**Aim of the exercise:**
Two lines in the listing below mark the span: one contains "Mark the eyeglasses, giving" and one contains "Mark the black leather". Reproduce both of them and everything between, exactly.
##########
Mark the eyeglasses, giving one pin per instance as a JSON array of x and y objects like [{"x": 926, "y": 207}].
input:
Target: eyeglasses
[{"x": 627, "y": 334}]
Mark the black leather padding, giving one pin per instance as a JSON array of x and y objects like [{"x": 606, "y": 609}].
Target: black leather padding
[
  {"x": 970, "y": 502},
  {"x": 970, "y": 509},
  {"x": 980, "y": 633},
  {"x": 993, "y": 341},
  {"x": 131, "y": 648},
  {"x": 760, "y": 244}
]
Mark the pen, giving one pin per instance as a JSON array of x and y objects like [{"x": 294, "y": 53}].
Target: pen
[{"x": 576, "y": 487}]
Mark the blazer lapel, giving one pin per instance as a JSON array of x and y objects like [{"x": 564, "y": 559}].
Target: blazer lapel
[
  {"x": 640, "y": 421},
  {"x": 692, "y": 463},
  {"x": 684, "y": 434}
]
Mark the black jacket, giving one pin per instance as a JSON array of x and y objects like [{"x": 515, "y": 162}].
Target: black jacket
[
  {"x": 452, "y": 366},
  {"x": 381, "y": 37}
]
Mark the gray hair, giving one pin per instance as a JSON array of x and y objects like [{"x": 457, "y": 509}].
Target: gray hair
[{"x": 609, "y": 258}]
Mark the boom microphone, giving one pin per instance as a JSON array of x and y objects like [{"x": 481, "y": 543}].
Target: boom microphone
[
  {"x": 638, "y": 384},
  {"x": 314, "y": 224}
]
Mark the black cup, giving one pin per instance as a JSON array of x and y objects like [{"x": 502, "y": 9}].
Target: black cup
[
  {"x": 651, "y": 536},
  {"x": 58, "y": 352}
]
##########
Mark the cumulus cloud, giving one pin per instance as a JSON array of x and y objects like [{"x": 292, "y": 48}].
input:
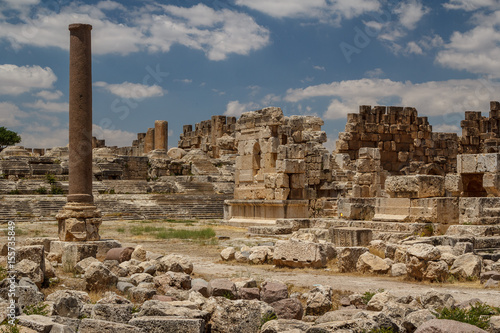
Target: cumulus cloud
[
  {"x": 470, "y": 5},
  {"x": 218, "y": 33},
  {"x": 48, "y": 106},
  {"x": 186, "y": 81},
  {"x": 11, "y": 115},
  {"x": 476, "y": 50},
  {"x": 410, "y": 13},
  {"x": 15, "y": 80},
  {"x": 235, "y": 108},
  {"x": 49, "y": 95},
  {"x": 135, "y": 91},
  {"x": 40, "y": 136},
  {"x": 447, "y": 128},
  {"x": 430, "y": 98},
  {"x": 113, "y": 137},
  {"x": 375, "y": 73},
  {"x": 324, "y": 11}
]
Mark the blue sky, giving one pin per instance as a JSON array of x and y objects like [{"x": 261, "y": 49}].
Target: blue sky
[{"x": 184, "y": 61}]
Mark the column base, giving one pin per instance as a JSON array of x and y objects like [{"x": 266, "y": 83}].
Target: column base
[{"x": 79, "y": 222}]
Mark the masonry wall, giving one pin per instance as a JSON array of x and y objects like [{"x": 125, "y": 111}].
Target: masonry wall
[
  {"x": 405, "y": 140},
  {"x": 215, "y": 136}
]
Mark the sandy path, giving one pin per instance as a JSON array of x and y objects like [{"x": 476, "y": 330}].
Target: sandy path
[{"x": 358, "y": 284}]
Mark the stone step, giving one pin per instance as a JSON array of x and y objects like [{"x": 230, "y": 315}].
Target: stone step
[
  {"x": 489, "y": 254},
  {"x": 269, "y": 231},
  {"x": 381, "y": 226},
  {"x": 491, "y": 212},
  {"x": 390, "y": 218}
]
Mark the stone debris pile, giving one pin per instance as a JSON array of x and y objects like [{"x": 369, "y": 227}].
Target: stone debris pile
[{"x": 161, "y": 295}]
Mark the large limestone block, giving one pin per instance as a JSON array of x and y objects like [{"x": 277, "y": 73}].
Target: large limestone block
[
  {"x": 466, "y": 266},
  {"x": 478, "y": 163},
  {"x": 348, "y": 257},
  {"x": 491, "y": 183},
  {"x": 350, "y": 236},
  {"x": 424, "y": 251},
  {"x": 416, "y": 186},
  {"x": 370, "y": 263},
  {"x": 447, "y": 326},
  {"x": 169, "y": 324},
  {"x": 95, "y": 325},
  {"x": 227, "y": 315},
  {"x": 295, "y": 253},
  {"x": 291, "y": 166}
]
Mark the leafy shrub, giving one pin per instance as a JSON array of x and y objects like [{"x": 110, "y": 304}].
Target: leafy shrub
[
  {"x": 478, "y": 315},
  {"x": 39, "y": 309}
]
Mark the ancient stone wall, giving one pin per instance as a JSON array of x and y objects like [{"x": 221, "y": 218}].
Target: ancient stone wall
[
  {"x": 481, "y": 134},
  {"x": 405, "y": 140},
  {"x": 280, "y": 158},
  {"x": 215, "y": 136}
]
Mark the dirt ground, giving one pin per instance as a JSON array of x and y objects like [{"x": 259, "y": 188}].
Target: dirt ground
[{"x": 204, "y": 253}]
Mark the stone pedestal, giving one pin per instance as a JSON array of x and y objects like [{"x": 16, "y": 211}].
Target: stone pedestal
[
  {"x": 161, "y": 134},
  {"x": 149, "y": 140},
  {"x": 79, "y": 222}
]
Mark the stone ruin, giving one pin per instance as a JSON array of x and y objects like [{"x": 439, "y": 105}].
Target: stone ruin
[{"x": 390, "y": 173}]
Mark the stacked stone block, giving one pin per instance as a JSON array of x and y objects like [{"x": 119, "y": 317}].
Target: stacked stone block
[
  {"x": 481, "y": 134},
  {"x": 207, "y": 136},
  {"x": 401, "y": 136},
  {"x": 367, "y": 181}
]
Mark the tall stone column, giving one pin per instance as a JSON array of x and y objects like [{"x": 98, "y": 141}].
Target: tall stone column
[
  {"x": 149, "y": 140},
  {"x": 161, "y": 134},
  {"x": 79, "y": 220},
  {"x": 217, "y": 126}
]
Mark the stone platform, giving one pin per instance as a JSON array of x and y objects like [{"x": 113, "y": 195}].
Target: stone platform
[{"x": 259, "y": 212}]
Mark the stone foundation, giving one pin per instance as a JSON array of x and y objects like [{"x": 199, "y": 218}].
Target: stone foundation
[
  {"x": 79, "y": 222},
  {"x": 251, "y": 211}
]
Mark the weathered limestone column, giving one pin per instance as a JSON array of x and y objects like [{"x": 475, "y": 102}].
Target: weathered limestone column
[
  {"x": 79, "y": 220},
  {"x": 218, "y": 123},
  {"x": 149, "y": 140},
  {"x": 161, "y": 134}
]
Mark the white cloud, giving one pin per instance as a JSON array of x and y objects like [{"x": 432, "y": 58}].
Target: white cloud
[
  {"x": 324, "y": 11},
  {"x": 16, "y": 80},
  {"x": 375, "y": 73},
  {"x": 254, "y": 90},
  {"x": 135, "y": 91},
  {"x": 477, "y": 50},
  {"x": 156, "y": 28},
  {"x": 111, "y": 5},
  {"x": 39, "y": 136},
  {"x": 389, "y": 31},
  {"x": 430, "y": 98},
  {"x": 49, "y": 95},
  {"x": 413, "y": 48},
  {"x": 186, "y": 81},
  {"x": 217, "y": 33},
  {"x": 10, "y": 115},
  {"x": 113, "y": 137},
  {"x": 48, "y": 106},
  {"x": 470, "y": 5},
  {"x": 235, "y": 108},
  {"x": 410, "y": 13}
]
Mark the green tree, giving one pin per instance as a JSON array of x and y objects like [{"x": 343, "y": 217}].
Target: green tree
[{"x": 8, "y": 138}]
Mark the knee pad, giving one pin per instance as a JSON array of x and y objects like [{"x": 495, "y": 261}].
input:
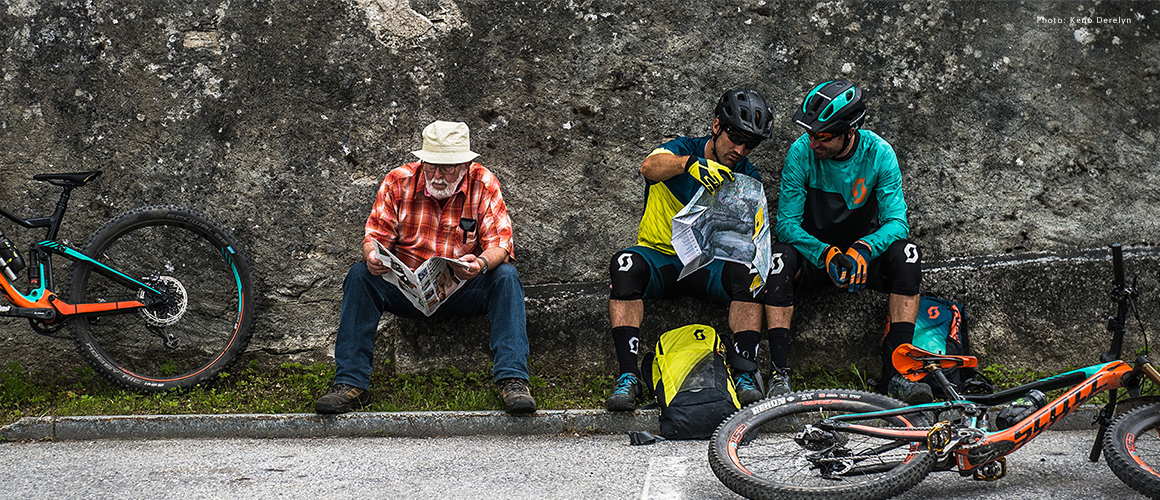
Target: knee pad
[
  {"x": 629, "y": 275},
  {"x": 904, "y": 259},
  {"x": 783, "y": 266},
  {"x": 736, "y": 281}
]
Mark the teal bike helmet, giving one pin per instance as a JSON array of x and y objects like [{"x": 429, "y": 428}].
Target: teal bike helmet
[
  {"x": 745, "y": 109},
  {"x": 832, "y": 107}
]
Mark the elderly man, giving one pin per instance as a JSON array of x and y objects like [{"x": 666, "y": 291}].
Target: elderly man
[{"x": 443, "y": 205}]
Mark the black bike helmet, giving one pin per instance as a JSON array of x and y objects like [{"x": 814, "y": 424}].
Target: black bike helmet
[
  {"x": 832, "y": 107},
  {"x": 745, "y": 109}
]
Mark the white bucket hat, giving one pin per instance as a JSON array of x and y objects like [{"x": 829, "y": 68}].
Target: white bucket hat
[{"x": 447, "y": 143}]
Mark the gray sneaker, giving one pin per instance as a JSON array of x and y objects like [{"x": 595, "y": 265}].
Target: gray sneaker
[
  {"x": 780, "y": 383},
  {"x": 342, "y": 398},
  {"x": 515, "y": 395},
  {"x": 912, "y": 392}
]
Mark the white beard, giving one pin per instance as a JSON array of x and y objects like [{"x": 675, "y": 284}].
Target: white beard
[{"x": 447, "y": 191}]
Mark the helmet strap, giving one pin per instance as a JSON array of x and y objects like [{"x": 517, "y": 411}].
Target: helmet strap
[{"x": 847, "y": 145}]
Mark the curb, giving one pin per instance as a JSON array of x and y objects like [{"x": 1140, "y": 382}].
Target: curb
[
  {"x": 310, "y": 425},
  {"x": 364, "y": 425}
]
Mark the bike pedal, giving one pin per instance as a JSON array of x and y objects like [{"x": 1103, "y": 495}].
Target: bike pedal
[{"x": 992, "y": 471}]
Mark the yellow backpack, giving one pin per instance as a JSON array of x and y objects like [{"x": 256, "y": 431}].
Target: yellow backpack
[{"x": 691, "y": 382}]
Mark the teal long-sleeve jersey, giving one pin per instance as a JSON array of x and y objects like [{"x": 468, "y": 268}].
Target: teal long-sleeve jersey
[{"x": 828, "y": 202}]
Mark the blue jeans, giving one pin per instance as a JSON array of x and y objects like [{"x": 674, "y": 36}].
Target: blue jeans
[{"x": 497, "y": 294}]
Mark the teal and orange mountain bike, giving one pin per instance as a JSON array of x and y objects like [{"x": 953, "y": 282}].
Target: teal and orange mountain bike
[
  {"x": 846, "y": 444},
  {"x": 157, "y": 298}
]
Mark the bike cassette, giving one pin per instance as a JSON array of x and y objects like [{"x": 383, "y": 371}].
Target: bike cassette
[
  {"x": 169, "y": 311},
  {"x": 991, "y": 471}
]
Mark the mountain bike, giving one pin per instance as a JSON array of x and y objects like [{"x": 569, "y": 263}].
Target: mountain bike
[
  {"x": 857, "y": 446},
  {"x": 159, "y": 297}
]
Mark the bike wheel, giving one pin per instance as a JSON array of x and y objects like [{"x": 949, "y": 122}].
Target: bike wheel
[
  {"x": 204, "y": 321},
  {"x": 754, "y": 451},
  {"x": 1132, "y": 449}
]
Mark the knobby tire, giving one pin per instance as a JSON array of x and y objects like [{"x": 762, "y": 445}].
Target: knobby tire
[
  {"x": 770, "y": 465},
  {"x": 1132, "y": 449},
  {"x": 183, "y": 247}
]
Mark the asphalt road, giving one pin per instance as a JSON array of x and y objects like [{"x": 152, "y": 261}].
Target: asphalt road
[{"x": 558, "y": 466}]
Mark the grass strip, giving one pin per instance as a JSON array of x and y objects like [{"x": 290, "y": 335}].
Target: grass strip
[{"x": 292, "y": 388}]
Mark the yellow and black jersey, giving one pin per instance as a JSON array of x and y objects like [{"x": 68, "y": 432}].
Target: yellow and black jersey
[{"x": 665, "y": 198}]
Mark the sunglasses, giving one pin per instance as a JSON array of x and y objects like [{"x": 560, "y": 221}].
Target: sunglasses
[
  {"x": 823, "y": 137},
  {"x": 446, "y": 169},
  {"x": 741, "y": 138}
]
##########
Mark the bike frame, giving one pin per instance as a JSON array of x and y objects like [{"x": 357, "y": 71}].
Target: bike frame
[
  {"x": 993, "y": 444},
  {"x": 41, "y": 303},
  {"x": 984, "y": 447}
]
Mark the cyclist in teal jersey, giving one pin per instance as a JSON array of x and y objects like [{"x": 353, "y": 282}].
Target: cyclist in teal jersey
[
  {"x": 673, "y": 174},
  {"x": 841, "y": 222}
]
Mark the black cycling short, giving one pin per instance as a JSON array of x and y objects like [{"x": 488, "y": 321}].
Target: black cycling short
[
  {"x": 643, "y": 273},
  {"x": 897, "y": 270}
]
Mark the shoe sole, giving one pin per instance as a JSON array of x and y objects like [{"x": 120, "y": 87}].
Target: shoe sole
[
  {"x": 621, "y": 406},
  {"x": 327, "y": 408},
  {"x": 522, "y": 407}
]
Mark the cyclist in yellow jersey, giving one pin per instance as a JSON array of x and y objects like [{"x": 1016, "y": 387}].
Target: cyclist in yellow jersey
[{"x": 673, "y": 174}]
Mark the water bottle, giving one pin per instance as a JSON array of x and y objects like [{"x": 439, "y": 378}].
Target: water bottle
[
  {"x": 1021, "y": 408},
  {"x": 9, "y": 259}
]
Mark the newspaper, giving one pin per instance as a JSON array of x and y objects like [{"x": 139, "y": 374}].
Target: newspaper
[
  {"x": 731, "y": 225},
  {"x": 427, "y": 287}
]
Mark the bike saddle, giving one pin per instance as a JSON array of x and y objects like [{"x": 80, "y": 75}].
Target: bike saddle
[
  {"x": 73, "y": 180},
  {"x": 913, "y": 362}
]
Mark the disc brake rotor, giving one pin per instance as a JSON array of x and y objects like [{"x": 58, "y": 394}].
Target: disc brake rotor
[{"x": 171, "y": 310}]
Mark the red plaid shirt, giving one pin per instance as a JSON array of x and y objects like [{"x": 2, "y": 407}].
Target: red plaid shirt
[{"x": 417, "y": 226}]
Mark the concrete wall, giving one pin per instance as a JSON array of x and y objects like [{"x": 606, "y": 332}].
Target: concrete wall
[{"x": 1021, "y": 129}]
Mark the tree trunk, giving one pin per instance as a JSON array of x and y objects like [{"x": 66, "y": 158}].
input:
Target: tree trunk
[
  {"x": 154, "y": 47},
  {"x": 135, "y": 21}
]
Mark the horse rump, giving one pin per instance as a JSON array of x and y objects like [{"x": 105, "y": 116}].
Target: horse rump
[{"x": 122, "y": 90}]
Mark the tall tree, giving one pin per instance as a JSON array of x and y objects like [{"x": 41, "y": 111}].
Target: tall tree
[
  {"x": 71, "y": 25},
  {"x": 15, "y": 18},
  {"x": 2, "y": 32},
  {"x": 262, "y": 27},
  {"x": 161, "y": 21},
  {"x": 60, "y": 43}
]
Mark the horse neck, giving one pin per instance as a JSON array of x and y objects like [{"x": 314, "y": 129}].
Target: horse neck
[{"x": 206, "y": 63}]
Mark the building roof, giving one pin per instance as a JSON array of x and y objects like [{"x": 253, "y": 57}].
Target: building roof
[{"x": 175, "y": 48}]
##########
**Expected output:**
Mark the eyeglasses, giving one pin per instance as a JSON array of x and y objects like [{"x": 926, "y": 207}].
input:
Target: eyeglasses
[{"x": 627, "y": 334}]
Mark the black leather padding, giving one pin per instance as a JSON array of x and y objects like [{"x": 606, "y": 609}].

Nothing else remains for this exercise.